- _Exercise_: Output the lines below, from the first one through the one containing "39], [56, 45]]]", inclusive, leaving out the pictures.

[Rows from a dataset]
━━━━━━

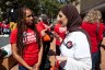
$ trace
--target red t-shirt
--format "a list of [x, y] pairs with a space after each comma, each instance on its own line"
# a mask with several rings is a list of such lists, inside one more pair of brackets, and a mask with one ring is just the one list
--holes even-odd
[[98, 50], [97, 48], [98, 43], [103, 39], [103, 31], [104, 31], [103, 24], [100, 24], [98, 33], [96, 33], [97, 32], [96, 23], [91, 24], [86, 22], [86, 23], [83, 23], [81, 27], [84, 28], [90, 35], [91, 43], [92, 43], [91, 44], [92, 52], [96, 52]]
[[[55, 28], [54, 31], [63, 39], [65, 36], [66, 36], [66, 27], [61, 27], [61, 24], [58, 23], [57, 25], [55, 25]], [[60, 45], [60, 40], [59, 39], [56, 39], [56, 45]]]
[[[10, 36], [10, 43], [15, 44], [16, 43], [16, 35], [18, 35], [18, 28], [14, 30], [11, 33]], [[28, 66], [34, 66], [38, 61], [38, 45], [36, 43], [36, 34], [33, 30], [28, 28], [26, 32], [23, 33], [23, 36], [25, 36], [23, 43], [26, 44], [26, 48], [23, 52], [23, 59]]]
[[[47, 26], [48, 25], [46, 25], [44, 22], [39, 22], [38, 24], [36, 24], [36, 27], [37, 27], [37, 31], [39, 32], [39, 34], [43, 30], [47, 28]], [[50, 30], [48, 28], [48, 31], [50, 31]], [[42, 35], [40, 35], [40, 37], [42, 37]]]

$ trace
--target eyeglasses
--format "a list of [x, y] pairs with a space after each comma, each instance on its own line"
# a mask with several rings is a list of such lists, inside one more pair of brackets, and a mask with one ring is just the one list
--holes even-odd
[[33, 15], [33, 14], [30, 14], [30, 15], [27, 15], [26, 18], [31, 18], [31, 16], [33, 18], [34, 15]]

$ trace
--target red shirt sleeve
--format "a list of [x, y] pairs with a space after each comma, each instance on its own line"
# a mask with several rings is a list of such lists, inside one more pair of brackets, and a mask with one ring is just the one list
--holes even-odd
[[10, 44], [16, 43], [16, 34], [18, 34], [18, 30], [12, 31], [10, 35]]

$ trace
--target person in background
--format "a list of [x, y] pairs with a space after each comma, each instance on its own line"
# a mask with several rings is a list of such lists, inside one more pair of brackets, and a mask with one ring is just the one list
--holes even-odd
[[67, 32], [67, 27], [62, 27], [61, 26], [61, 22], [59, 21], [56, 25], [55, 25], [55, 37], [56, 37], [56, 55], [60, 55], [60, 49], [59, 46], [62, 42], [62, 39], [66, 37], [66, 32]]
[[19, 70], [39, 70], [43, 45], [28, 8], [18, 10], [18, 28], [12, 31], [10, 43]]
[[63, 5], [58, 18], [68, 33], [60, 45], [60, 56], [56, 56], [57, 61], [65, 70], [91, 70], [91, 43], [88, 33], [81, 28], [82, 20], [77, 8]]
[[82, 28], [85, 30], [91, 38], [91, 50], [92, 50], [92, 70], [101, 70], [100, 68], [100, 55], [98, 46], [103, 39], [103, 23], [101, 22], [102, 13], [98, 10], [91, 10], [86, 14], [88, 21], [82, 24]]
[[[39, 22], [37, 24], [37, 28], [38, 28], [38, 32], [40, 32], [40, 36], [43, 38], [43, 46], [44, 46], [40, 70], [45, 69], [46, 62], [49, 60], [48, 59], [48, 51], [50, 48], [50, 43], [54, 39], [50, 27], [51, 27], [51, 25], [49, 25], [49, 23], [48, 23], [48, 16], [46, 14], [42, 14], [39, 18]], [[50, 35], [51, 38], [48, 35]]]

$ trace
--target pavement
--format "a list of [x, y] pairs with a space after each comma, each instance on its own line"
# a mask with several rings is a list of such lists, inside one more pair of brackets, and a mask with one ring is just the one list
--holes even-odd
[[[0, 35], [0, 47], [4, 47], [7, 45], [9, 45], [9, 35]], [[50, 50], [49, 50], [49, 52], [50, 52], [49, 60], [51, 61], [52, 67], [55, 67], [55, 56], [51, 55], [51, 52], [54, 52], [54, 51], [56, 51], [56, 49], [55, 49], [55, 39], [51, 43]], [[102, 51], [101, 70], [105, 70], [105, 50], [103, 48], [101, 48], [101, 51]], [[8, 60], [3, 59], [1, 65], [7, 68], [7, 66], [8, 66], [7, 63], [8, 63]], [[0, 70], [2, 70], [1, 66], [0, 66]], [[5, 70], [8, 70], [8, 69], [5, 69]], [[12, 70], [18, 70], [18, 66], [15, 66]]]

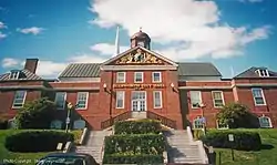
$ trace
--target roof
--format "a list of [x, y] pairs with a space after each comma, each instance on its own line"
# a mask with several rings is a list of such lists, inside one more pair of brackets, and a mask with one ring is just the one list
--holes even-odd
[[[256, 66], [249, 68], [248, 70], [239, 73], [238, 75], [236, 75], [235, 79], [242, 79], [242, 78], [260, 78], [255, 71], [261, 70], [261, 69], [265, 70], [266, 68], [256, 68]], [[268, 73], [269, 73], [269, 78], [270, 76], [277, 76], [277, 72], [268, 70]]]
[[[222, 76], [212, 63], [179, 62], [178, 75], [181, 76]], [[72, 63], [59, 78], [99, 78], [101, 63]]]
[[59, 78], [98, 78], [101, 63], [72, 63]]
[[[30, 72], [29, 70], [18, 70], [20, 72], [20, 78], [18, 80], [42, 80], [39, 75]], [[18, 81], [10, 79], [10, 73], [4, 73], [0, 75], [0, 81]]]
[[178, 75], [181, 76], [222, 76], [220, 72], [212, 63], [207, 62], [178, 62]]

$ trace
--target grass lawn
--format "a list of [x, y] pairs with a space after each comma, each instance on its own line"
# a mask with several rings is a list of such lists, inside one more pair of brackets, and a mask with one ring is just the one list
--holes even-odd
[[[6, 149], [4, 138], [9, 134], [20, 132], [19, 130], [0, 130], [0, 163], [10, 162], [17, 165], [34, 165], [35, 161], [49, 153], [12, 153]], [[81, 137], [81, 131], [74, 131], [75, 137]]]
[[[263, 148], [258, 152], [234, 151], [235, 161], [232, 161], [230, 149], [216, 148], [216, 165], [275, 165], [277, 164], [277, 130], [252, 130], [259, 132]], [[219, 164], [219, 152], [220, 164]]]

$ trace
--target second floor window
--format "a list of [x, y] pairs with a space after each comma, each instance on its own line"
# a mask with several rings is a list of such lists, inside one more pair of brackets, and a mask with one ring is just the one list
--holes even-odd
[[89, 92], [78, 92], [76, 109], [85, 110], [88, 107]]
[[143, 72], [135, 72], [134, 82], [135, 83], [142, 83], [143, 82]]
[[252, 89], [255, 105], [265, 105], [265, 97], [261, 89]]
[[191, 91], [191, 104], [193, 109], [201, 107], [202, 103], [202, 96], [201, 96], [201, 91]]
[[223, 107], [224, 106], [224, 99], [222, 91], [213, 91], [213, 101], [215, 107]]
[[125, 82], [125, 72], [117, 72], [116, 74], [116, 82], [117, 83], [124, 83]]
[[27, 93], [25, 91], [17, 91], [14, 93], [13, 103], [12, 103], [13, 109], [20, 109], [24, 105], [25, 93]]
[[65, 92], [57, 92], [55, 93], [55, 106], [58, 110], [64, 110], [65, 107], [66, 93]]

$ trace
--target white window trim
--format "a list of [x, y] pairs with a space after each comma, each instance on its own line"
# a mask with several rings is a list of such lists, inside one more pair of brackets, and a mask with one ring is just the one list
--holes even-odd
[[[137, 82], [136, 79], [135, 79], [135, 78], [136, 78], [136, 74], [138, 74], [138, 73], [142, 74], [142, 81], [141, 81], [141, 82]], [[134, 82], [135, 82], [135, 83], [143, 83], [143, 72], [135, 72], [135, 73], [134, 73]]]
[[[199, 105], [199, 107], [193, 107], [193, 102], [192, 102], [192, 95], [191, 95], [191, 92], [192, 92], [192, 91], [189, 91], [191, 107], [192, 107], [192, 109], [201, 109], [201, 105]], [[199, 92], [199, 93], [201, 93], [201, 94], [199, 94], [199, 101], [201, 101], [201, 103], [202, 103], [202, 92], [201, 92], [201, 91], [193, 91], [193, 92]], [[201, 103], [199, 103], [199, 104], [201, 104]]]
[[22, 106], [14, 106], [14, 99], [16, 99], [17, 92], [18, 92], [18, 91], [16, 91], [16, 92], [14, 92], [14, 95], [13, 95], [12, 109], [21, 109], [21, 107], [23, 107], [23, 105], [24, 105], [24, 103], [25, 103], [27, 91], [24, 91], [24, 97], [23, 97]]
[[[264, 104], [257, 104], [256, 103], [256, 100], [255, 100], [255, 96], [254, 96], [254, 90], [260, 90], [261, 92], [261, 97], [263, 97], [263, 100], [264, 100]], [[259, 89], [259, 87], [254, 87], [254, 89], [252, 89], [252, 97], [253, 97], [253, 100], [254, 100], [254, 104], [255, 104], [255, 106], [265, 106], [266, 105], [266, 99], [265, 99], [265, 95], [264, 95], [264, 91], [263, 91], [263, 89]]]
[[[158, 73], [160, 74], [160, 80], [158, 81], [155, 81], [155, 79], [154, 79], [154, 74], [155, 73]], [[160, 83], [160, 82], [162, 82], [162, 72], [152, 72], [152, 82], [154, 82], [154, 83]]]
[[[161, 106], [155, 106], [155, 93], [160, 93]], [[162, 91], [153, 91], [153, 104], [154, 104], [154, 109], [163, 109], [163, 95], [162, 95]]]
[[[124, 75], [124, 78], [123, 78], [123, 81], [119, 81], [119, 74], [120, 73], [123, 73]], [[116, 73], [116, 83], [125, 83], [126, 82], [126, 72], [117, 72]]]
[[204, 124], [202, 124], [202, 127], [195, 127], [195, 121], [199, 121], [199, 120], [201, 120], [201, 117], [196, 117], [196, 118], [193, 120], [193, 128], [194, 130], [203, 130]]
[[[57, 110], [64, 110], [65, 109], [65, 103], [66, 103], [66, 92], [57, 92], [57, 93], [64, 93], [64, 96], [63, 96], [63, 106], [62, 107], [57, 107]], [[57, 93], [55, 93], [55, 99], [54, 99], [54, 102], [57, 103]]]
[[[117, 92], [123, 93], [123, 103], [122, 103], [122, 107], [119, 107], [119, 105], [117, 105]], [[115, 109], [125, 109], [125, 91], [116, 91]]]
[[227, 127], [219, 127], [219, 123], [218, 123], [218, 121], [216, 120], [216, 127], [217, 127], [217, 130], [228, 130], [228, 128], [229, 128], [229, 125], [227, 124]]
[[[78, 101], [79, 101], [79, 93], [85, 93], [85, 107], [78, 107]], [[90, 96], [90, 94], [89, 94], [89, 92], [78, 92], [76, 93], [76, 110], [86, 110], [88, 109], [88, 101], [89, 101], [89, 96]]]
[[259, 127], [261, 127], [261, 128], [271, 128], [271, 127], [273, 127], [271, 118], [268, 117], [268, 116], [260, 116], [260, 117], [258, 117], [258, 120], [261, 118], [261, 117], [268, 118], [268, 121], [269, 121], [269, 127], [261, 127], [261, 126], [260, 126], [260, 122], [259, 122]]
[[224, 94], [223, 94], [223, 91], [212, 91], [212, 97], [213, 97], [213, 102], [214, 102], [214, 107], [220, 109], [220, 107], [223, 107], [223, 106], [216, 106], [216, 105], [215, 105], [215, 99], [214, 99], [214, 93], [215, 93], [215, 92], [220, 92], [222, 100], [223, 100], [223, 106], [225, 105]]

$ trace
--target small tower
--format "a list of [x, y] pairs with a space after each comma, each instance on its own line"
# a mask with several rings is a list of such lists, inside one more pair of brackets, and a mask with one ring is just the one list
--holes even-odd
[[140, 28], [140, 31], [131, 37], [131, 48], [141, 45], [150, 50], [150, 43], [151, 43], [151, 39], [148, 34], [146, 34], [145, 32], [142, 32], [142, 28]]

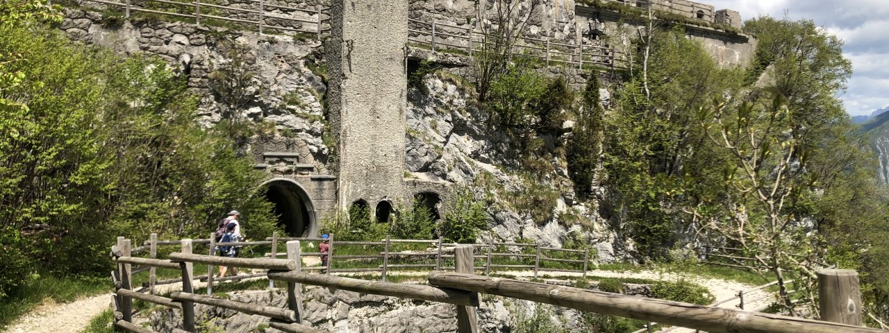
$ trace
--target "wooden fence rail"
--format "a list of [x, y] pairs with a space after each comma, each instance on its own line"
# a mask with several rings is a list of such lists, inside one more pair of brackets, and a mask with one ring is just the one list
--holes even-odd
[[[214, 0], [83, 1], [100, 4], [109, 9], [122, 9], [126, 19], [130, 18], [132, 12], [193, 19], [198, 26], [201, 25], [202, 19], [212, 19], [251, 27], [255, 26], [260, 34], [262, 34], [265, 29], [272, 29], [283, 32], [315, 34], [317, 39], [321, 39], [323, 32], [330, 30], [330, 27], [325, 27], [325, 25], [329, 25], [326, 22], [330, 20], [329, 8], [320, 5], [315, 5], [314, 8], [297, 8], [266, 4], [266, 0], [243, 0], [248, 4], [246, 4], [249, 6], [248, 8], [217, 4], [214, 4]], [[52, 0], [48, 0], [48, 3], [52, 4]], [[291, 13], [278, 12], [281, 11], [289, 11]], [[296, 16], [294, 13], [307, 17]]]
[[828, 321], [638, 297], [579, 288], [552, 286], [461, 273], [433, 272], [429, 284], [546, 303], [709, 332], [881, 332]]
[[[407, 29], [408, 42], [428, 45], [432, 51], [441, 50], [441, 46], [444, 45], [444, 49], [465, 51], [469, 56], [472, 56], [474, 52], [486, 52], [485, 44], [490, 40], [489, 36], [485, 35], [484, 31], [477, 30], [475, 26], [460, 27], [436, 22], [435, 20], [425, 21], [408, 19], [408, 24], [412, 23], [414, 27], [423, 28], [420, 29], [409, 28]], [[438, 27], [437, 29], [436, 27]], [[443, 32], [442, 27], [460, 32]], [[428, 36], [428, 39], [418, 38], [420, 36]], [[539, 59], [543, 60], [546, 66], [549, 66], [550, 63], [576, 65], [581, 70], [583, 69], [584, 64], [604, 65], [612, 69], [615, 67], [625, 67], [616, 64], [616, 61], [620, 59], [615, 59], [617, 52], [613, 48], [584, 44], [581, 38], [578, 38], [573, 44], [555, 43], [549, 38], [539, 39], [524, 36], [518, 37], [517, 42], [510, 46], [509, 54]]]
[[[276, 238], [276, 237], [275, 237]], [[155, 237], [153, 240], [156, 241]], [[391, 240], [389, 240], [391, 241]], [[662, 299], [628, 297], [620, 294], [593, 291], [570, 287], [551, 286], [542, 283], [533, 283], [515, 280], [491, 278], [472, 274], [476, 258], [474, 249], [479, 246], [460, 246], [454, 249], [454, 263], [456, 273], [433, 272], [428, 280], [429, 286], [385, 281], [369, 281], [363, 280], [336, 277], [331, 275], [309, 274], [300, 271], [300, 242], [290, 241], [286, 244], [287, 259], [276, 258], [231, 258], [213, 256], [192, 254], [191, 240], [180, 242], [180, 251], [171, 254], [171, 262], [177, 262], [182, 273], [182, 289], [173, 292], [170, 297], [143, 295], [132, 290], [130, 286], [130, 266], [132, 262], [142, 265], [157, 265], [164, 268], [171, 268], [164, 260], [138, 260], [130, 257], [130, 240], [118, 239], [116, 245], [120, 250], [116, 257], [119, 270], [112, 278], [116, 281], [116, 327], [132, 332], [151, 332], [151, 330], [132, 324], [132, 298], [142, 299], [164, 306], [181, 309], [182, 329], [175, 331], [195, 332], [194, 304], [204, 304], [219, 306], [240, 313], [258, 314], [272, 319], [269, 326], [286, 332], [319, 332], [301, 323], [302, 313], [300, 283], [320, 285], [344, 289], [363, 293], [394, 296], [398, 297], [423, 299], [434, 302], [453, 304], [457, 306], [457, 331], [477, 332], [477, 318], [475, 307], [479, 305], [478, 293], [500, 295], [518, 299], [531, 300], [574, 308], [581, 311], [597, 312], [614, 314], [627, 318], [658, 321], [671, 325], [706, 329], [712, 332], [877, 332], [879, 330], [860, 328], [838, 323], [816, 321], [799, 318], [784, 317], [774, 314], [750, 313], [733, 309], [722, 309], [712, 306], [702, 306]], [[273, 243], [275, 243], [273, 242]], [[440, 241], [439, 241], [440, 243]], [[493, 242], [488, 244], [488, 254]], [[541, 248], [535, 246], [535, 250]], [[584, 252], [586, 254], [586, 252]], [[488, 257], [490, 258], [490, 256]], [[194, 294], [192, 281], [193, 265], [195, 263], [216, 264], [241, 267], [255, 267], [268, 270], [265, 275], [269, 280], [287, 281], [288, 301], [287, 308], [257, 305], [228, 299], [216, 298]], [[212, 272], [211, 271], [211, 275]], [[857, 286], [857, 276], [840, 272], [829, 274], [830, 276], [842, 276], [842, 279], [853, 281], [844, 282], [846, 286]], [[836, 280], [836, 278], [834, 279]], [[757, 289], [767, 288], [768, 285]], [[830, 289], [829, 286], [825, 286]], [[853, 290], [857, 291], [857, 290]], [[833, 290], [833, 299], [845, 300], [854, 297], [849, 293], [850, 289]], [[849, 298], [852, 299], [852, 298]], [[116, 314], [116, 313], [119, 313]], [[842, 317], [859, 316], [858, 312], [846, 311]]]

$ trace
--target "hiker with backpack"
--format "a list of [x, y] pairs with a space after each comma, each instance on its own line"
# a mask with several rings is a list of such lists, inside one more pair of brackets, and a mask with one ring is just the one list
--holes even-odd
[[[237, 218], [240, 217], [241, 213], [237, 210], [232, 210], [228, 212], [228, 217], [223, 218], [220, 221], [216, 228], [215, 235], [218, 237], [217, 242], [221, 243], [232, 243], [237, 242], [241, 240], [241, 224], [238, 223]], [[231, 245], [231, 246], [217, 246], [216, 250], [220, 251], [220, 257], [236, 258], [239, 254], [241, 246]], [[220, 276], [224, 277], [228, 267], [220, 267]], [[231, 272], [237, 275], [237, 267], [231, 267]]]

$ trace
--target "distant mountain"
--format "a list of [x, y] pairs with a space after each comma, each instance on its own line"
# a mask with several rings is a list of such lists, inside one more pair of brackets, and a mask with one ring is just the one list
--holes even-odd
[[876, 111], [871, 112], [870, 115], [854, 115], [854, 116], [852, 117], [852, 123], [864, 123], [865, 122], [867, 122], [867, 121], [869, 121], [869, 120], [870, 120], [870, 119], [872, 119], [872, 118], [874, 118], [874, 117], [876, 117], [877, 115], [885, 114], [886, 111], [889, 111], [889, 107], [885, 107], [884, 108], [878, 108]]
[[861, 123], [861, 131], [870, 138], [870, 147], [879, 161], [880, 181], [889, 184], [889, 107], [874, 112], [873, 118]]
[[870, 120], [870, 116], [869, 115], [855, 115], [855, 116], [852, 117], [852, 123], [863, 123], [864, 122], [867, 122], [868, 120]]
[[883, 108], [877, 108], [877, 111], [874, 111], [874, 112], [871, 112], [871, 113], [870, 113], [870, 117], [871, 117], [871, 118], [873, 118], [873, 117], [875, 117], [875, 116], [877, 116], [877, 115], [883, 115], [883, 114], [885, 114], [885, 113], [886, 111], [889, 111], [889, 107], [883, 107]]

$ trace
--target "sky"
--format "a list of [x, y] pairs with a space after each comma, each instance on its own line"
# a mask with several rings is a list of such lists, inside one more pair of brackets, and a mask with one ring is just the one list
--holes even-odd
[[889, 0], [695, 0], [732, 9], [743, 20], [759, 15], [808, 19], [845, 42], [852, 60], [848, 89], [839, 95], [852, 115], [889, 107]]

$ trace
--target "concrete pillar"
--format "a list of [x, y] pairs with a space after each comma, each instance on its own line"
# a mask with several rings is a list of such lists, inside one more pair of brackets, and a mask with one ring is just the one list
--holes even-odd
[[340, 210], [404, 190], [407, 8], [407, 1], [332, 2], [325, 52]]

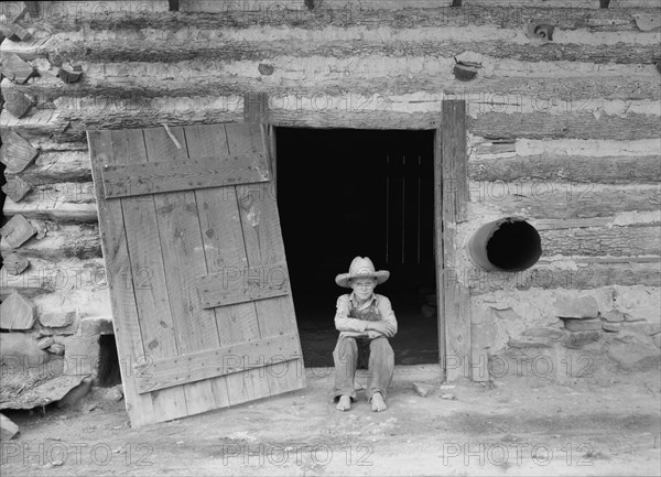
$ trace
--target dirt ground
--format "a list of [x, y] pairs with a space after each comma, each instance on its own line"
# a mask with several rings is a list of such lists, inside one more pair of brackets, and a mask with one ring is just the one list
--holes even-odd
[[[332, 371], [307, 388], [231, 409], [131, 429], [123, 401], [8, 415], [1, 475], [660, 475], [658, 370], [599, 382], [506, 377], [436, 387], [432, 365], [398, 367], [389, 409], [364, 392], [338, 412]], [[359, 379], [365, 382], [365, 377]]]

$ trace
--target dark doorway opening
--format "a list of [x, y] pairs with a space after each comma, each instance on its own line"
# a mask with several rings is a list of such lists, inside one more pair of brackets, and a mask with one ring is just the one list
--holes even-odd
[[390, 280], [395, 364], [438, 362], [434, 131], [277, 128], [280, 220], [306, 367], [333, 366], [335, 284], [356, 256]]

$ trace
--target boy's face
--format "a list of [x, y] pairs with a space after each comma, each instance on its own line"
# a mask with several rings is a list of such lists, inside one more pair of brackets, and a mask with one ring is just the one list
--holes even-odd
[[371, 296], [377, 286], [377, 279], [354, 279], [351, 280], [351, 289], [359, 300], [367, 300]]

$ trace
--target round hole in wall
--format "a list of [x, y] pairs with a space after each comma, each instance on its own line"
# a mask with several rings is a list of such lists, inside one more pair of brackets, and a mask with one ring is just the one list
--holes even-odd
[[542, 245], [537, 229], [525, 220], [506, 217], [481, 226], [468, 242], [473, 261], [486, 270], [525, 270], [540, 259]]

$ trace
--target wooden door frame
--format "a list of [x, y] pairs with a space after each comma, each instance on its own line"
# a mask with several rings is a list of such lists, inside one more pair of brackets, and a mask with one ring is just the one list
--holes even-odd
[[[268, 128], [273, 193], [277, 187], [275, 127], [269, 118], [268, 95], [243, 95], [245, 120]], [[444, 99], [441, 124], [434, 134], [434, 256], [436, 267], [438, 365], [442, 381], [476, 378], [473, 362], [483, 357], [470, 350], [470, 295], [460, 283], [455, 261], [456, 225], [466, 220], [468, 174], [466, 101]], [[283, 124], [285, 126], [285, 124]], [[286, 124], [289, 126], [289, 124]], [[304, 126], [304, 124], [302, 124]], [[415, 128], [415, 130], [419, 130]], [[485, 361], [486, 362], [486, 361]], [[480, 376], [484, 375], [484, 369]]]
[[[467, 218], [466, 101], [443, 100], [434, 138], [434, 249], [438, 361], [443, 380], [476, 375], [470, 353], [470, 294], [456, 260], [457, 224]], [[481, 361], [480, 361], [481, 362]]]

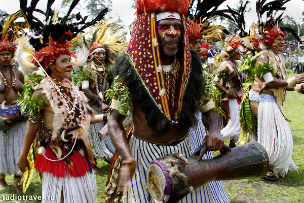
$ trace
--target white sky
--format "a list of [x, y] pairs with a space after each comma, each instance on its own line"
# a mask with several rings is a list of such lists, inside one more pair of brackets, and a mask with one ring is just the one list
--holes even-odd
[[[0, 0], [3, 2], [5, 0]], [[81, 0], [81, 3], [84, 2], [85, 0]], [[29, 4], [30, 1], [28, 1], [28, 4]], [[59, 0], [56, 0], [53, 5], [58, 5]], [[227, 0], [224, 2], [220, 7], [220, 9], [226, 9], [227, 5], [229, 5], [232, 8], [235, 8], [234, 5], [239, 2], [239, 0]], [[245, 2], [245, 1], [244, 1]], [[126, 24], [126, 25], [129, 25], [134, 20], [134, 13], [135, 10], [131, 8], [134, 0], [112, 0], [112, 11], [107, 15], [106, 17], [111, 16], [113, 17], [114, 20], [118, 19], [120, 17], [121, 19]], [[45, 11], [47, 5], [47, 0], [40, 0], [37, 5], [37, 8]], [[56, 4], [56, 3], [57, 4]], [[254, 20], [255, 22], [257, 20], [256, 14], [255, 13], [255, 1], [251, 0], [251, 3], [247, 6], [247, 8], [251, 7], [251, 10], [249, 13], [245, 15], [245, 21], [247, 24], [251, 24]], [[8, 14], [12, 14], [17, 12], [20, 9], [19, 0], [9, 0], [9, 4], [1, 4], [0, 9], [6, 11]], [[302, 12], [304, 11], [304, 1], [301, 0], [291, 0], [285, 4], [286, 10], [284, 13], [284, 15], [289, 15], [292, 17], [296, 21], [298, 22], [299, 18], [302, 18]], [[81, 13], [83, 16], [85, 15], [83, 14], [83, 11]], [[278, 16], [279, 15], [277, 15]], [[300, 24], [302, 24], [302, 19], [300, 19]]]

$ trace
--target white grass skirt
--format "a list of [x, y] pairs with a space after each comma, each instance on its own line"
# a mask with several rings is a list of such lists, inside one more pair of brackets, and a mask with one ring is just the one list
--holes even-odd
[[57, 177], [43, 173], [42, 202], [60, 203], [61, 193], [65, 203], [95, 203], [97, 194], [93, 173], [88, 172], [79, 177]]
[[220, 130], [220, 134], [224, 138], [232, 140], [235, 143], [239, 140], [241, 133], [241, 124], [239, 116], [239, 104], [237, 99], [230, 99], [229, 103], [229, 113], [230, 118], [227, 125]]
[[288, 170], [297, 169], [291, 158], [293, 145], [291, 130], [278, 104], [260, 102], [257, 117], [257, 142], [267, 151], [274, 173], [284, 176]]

━━━━━━

- _Exercise answer_:
$ trace
--target red t-shirt
--format "a list of [x, y] pairs with a space after each comma, each instance on its own line"
# a mask with several rings is a list of such lists, inside one more pair of brackets, and a mask with one ring is just the one list
--holes even-odd
[[98, 50], [97, 48], [98, 43], [103, 39], [103, 31], [104, 31], [103, 24], [100, 24], [98, 33], [96, 33], [97, 32], [96, 23], [91, 24], [86, 22], [86, 23], [83, 23], [81, 27], [84, 28], [90, 35], [91, 43], [92, 43], [91, 44], [92, 52], [96, 52]]
[[[55, 28], [54, 31], [63, 39], [65, 36], [66, 36], [66, 27], [61, 27], [61, 24], [58, 23], [57, 25], [55, 25]], [[60, 45], [60, 40], [59, 39], [56, 39], [56, 45]]]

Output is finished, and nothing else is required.